*EXERCISE DESCRIPTION*:
How many lines of the material below contain the string "summit"? Reply with the number alone.
• • •
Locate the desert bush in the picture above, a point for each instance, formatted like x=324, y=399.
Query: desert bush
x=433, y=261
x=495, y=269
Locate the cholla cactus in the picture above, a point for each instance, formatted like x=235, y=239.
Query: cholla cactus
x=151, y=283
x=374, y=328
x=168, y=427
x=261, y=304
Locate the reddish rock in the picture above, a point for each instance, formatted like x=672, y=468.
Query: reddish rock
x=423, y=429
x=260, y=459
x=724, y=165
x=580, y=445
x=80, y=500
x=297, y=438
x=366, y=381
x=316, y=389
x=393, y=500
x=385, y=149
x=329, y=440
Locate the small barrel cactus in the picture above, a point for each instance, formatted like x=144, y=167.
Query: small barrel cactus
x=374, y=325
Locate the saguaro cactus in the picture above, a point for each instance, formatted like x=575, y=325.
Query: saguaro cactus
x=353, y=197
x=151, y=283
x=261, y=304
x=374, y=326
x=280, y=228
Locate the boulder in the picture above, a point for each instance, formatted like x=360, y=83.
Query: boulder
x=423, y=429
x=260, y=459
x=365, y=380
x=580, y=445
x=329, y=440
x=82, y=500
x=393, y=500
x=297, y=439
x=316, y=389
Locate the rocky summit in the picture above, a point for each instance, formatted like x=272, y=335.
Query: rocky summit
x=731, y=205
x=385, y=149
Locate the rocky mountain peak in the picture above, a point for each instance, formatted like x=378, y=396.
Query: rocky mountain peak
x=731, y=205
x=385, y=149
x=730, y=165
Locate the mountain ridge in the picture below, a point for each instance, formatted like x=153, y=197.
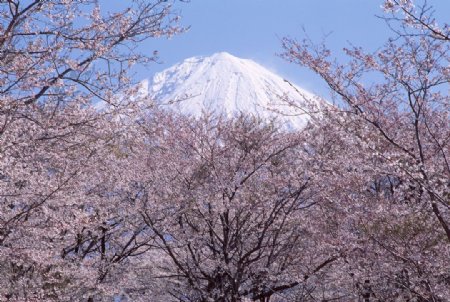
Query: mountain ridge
x=226, y=84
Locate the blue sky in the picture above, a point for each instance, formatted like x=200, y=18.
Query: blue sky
x=253, y=29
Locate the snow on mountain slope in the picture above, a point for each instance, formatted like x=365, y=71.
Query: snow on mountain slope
x=226, y=84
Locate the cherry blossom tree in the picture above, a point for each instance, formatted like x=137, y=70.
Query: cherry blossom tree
x=231, y=204
x=61, y=160
x=387, y=160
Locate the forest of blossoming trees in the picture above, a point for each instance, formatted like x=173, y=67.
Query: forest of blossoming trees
x=135, y=203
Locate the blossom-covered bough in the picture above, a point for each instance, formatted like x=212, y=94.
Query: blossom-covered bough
x=389, y=142
x=58, y=154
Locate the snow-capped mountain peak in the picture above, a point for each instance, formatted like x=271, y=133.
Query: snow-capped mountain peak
x=223, y=83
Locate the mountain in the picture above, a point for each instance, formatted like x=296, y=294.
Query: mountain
x=223, y=83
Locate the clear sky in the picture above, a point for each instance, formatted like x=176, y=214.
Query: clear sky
x=253, y=29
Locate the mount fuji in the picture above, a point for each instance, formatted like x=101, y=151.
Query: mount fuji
x=225, y=84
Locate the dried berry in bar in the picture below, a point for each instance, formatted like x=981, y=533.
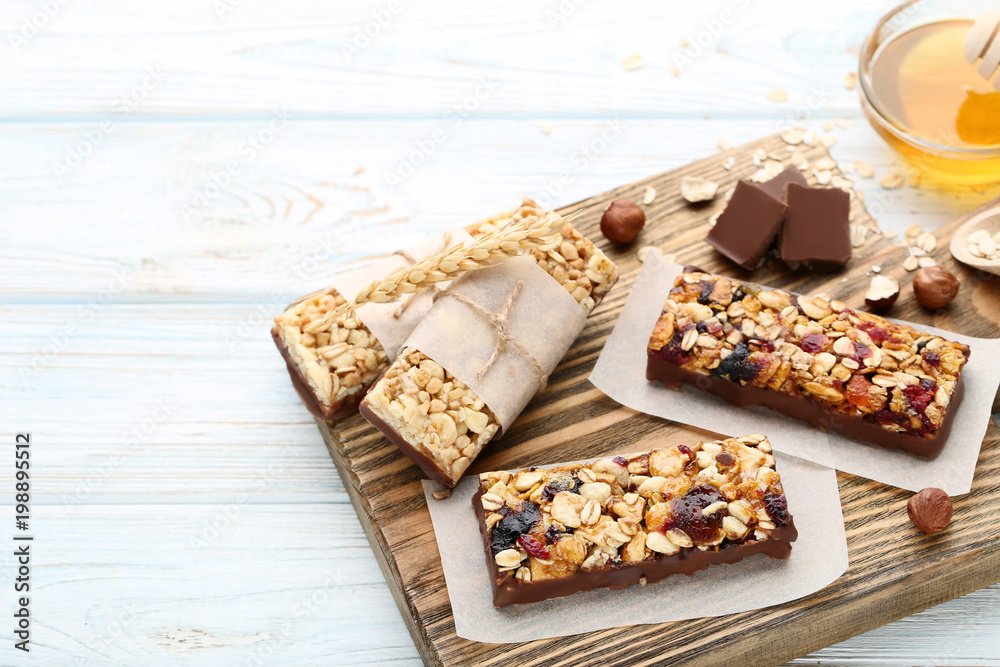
• • •
*ANSWER TO THIS PROBLEM*:
2